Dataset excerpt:
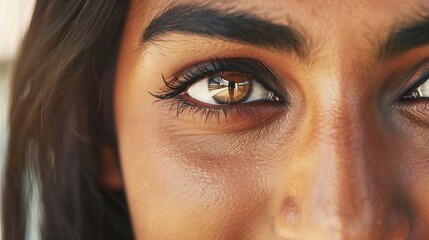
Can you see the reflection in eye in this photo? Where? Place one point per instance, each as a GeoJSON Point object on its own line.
{"type": "Point", "coordinates": [229, 88]}
{"type": "Point", "coordinates": [420, 92]}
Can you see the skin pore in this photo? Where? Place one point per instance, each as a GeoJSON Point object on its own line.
{"type": "Point", "coordinates": [340, 152]}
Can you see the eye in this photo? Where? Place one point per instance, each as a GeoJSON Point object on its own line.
{"type": "Point", "coordinates": [422, 91]}
{"type": "Point", "coordinates": [229, 89]}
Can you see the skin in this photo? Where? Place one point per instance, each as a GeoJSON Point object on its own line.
{"type": "Point", "coordinates": [347, 160]}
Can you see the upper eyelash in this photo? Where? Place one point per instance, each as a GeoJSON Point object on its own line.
{"type": "Point", "coordinates": [182, 81]}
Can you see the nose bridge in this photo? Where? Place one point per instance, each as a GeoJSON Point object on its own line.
{"type": "Point", "coordinates": [344, 199]}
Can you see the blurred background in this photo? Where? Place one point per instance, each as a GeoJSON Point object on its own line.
{"type": "Point", "coordinates": [14, 18]}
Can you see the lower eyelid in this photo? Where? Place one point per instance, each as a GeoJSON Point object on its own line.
{"type": "Point", "coordinates": [235, 118]}
{"type": "Point", "coordinates": [417, 110]}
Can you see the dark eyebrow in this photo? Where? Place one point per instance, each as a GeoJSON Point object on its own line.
{"type": "Point", "coordinates": [231, 25]}
{"type": "Point", "coordinates": [400, 40]}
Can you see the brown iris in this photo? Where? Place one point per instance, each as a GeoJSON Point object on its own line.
{"type": "Point", "coordinates": [229, 88]}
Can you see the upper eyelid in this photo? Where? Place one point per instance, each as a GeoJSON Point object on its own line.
{"type": "Point", "coordinates": [416, 78]}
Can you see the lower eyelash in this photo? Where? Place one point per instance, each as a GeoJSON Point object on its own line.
{"type": "Point", "coordinates": [182, 107]}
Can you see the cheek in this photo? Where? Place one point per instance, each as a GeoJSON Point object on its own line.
{"type": "Point", "coordinates": [178, 188]}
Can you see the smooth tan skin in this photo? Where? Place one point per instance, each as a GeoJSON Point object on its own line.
{"type": "Point", "coordinates": [346, 161]}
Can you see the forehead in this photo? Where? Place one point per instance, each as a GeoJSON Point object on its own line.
{"type": "Point", "coordinates": [297, 9]}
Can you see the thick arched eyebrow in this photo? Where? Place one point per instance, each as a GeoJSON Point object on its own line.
{"type": "Point", "coordinates": [410, 36]}
{"type": "Point", "coordinates": [235, 26]}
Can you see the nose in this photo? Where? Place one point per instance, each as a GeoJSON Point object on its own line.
{"type": "Point", "coordinates": [343, 182]}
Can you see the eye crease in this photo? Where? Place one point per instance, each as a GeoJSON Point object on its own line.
{"type": "Point", "coordinates": [229, 88]}
{"type": "Point", "coordinates": [421, 91]}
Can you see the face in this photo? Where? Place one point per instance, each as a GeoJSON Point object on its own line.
{"type": "Point", "coordinates": [275, 119]}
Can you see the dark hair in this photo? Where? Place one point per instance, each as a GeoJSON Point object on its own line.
{"type": "Point", "coordinates": [61, 113]}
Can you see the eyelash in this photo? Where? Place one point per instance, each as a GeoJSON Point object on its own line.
{"type": "Point", "coordinates": [176, 88]}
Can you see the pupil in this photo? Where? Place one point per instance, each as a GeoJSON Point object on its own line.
{"type": "Point", "coordinates": [229, 89]}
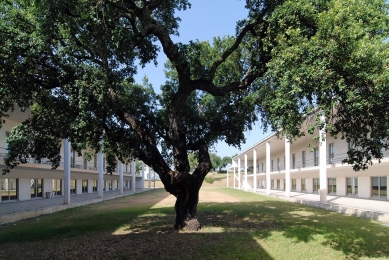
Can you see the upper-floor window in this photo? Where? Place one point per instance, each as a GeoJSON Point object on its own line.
{"type": "Point", "coordinates": [331, 153]}
{"type": "Point", "coordinates": [6, 136]}
{"type": "Point", "coordinates": [316, 156]}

_To do:_ Rewrite every line of the data from the line containing "Can you see the upper-floor" through the end of the data, inclusive, keeping the request line and scaling each answer coordinate by 1.7. Round each scaled coordinate to a whole number, with halves rounding up.

_Answer:_
Can you see the upper-floor window in this photo? Where? Place one point per instance, each as a GeoJSON Point object on its own line.
{"type": "Point", "coordinates": [563, 260]}
{"type": "Point", "coordinates": [10, 231]}
{"type": "Point", "coordinates": [537, 265]}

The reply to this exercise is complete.